**Task directions:** Put every line of the rows below into a JSON list of strings, one string per line, and leave out any blank lines.

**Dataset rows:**
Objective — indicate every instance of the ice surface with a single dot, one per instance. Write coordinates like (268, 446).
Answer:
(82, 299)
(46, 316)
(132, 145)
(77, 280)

**Answer to this problem:**
[
  "Objective — indicate every instance of the ice surface with a single dot, one per instance. Write coordinates like (268, 446).",
  "Answer:",
  "(82, 299)",
  "(46, 316)",
  "(132, 145)",
  "(77, 280)"
]